Written problem:
Output the lines from the one containing "of the metal" through the end of the lines, inclusive, as a two-column CSV with the columns label_request and points. Give one row per request, with its text and its answer each in a single quoted field and any line breaks replaced by spaces.

Input records:
■ ■ ■ ■ ■
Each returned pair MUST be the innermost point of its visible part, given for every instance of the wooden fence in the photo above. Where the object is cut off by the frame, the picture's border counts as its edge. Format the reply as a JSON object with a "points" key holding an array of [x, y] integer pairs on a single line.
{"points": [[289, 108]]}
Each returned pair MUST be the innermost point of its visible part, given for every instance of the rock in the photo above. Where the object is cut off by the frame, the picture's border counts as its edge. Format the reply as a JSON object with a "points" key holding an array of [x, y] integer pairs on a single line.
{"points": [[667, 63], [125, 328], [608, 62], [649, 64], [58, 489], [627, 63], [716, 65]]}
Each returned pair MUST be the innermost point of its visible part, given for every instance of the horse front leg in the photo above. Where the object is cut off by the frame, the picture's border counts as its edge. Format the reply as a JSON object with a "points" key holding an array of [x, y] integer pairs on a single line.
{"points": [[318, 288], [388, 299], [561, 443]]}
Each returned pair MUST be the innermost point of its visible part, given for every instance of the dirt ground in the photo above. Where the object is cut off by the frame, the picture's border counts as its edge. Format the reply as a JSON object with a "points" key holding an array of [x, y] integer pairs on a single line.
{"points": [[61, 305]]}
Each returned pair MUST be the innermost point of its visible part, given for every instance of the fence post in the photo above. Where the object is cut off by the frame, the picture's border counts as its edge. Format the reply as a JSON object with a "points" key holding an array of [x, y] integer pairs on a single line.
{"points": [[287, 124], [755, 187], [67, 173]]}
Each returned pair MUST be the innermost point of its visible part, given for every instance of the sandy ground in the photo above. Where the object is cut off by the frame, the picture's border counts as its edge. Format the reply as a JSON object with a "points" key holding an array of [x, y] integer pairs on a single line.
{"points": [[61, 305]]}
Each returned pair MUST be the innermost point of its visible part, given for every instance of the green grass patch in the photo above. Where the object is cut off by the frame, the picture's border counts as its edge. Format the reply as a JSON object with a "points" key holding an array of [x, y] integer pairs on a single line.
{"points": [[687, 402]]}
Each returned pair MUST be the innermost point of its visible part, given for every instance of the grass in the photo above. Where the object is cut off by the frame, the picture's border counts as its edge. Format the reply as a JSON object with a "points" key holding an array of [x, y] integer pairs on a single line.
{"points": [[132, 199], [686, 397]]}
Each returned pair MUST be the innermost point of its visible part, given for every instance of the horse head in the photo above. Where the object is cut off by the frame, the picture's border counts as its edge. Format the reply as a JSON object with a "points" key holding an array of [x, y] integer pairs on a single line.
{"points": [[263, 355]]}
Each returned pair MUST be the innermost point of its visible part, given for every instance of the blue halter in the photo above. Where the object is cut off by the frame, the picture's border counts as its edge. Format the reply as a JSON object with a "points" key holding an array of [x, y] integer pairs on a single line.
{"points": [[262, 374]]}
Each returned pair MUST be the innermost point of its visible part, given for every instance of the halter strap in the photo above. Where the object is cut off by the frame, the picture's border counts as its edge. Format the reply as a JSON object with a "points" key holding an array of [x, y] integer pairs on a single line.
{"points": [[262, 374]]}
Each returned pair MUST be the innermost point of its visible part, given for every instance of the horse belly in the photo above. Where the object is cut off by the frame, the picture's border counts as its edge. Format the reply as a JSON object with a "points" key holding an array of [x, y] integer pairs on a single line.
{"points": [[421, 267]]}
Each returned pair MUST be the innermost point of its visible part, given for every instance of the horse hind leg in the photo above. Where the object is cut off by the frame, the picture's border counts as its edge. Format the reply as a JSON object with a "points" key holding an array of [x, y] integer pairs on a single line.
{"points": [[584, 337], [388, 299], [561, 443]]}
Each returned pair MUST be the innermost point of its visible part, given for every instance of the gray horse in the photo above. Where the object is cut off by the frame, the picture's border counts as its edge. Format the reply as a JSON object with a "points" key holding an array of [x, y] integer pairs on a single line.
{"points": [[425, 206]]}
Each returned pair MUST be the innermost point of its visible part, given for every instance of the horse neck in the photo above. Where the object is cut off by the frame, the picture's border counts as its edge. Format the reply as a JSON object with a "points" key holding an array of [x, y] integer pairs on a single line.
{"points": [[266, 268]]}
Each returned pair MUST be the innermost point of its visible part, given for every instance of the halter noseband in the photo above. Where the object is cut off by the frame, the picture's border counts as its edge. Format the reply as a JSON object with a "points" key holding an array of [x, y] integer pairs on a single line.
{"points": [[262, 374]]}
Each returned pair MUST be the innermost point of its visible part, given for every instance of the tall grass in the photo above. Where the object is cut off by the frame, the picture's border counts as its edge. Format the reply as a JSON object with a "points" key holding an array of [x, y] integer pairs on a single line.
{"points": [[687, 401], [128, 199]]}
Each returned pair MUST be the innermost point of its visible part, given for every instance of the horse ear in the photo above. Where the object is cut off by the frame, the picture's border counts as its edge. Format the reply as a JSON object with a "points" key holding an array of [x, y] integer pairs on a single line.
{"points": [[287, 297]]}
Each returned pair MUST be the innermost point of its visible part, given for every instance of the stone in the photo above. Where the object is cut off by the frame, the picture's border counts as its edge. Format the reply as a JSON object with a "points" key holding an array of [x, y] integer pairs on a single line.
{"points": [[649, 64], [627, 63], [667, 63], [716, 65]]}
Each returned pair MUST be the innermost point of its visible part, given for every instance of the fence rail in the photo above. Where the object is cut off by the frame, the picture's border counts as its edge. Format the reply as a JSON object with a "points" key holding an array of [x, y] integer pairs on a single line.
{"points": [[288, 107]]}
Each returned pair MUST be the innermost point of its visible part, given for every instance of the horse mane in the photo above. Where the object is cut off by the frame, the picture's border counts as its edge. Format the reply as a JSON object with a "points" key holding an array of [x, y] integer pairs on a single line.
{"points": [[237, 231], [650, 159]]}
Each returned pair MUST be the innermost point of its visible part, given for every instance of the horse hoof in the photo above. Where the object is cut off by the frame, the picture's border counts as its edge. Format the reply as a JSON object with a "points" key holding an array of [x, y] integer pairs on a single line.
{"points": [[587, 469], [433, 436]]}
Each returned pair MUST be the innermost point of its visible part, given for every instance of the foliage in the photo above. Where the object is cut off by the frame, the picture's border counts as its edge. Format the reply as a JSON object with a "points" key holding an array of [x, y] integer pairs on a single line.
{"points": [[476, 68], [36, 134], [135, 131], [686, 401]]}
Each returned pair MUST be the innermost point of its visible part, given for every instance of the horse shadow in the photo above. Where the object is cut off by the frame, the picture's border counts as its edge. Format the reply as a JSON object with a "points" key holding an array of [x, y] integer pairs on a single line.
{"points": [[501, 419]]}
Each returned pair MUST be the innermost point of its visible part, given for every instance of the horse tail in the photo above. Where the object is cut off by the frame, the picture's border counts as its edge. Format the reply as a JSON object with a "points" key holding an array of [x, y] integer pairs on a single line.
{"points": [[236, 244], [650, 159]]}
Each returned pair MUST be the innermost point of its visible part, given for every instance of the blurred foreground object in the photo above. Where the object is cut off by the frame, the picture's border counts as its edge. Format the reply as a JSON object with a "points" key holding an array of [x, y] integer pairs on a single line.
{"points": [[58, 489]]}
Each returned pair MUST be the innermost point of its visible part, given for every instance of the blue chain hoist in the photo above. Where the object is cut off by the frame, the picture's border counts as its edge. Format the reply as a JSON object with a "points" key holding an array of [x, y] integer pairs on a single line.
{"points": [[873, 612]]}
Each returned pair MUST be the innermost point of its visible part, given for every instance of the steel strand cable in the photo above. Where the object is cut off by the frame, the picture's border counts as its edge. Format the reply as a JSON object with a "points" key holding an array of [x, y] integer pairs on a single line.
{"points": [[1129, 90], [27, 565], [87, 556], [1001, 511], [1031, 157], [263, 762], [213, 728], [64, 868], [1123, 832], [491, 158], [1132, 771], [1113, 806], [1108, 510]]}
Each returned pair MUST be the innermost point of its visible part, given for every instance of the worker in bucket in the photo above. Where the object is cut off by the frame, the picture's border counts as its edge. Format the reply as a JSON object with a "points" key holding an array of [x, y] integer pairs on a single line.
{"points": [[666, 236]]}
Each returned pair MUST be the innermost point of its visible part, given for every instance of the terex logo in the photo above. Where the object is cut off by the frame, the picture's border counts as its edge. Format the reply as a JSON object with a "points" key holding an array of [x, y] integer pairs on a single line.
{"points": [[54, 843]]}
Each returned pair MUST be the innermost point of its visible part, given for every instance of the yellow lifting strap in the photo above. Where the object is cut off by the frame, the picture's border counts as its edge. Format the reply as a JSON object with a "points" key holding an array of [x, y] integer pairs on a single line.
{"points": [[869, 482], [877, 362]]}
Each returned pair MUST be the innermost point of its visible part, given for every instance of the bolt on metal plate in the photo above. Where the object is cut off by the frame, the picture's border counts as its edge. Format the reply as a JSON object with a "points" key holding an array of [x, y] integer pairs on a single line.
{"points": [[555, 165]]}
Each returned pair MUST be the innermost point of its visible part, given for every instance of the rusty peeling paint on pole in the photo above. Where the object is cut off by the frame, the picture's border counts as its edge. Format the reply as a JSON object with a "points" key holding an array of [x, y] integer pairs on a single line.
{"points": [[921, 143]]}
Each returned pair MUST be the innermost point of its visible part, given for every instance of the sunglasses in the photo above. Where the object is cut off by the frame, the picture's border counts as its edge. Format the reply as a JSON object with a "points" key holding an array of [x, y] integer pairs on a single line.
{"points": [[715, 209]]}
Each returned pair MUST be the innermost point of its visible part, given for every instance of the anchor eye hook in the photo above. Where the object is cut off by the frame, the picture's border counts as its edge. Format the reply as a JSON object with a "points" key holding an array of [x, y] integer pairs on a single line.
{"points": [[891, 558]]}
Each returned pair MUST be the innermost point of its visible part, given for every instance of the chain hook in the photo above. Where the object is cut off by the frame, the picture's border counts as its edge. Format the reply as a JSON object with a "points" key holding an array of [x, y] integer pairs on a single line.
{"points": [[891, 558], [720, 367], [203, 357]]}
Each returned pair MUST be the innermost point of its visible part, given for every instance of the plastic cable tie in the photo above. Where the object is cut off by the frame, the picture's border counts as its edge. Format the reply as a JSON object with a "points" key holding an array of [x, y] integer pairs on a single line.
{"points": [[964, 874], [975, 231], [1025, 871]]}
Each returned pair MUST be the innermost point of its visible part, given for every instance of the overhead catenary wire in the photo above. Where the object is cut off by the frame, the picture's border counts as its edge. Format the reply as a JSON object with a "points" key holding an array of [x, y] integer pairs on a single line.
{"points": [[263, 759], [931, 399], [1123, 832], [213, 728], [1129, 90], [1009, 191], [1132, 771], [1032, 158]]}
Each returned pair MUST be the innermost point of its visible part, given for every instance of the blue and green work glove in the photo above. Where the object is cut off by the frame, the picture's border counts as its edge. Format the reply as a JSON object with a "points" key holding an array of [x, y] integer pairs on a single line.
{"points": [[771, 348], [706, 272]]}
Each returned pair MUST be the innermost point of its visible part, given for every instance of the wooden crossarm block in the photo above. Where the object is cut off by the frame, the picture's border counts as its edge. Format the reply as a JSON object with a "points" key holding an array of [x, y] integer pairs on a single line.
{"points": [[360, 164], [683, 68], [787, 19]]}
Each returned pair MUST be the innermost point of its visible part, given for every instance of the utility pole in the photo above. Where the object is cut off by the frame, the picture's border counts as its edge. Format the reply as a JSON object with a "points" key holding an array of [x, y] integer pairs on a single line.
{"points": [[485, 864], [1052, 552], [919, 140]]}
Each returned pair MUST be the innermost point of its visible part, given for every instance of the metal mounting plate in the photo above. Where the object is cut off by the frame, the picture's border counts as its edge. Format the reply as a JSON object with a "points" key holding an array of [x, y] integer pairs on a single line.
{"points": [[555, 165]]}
■ ■ ■ ■ ■
Expected output:
label_request,points
"Each returned pair MUST be the innermost point of its visible part, given for every instance of the metal mounting plate in the photo above. Where the object is cut off by the frame, the picture's border counts as its edge. Format the reply as a JSON object with a ""points"" key holding an array of [x, y] integer pairs on a single line.","{""points"": [[555, 165]]}"